#### Okuma Metni ####

Ana içeriğe atla

Sponsorlu Bağlantı

Seyyah Kadın Girona Gezisi

Barcelona’ya gelmişken çokta uzak mesafede olmayan Girona iline gitmeye karar veriyoruz. Girona’ya gitmek için seyahat acentaları aracılığıyla bir tur bileti satın alabilirsiniz.
Ya da kendiniz gitmek isterseniz bildiğim kadarıyla tren ile ulaşım sağlayabilirsiniz. Ben arabayla gitmeyi tercih ettim. Yanlış hatırlamıyorsam 1-1,5 saat gibi bir zaman diliminde varıyoruz.
Ben Girona ilinin Figueres kasabasına gittim. Çünkü Girona ilinde en gezilesi yer Figueres kasabası’dır. Yaşam biçimi olarak Barcelona’dan çok farkı bulunmamakta. Kasabaya adım attığınız andan itibaren sağda, solda, hatta yukarıda bir çok sokak showluk malzemeyle karşılaşacaksınız. Keyfini çıkarın!
Figueres Kasabasi
Figueres Kasabası, Sürrealist Ressam Salvador Dali’nin doğduğu yerdir, ziyaret edene tiyatromüzeden başka bir şey sunmuyor ama bence bu da yeterli. Figueres Kasabası’nda tek hedef olarak Dali Müzesi’ni ziyaret ediyoruz.
Müze aslında Salvador Dali’nin kendi için tasarladığı bir tiyatro. Sırf görünüşü bile sizi Salvador Dali’nin dünyasına çekiyor. Müzeye ilk girdiğinizde karşınıza aşağıdaki videoda da göreceğiniz Artemis heykeli karşılıyor. Koca göğüslü, koca kalçalı bir kadın. Zaten Salvador Dali abimizin bayanlarla arası da biraz enteresan.
Artemis Heykeli’nin altında bulunan araba zamanında Salvador Dali’nin kullandığı araçmış. Aracın içinde kendi heykeli ters şekilde duruyor. Arabanın içerisine para attığınızda yukarıdan yağmur yağan bir düzenek kuruluymuş. Sahiden bu kafaya nasıl sahip olabildin Dali!

####

* [Alıştırma 1]:
Aşağıdaki ifadelerin Girona gezisi yazısıyla uyuşup uyuşmadığını belirtiniz; her biri için "Evet" veya "Hayır" deyip karara esas olan ifadeyi yazıdan aynen aktarınız.
(a) Yazar Girona'ya trenle gitmiştir.
(b) Figueres Kasabası, Salvador Dali'nin doğduğu yerdir.
(c) Müze, Salvador Dali'nin kendisi için tasarladığı bir tiyatrodur.
* [Alıştırma 2]: Girona gezisi yazısındaki şu cümleyi İngilizceye çeviriniz: "Figueres Kasabası’nda tek hedef olarak Dali Müzesi’ni ziyaret ediyoruz."
* [Alıştırma 3]: Girona gezisi yazısını, son cümlesinden sonra aynı üslupla sürdürünüz.

#### Listelenen Satırlar ####

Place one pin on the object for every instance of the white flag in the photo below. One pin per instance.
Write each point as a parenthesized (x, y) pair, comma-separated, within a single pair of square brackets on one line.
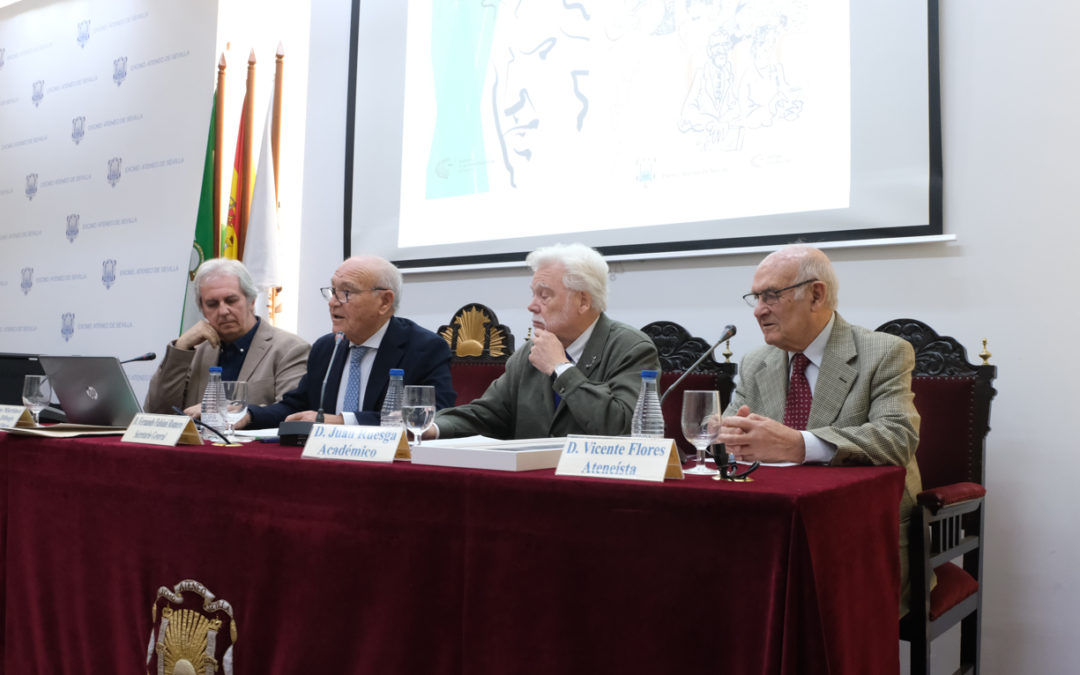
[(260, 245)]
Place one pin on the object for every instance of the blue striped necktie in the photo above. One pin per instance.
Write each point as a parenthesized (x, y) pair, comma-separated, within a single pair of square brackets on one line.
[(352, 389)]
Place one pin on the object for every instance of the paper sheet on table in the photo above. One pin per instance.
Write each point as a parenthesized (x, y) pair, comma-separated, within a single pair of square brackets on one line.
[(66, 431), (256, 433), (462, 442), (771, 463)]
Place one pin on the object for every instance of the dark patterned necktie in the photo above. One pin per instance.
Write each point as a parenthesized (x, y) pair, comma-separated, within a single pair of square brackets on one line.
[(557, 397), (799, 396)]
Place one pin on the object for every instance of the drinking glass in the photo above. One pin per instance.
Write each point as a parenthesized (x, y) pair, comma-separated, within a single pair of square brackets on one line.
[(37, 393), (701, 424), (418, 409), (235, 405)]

####

* [Alıştırma Cevabı 1]:
(a) Hayır: "Ben arabayla gitmeyi tercih ettim."
(b) Evet: "Figueres Kasabası, Sürrealist Ressam Salvador Dali’nin doğduğu yerdir"
(c) Evet: "Müze aslında Salvador Dali’nin kendi için tasarladığı bir tiyatro."

* [Alıştırma Cevabı 2]: In the town of Figueres, we visit the Dali Museum as our only destination.

* [Alıştırma Cevabı 3]:
Salvador Dali’nin büyük aşkı Gala için aldığı mücevherler ve Gala’nın portreleri de müzede bolca bulunmakta. En dikkatimi çeken şeylerden biri ise bazı tablolarla çift resim görebilmemizdi. Üç boyutlu eserleri bile farklı açıdan baktığınızda başka bir nesneye benziyordu.
İlgimi çeken bir diğer eseri de bir odada kocaman bir dudak figürü yer alıyordu. Ama karşıdan geçip baktığınızda bir yüz silueti ortaya çıkıyordu. Deli Dali! Tabi böylesi bir dâhiden kendisini çizmemesini beklemek olmaz. Kendisini çizdiği eserleri de bolca bulunmakta. Uzunca inceleyip kafa yormakta fayda var.
  • Üst kattaki tavanda ise Salvador Dali ayakları altına sizi almış hissine kapılıyorsunuz.
Girona Dali Müzesi
Salvador Dali deli gibi aşık olduğu sevgilisi Gala’nın da  tablolarını bulabilirsiniz. Bizimkiler olsa kıskançlıktan kudurur, ne rahat adam ruh hallerine girerler. Ama adam rahat, adam sanatçı, adam çizmiş ve adam çok deli!
  • Binanın bir kısmı kırmızı renkten oluşuyor ve üzerinde yumurta şeklinde yapılar göreceksiniz.
  • Tiyatro binasının hemen girişinde kocaman şekilde çıplak Gala’yı görüyorsunuz.

Emin olun Salvador Dali’yi anlayamayacaksınız!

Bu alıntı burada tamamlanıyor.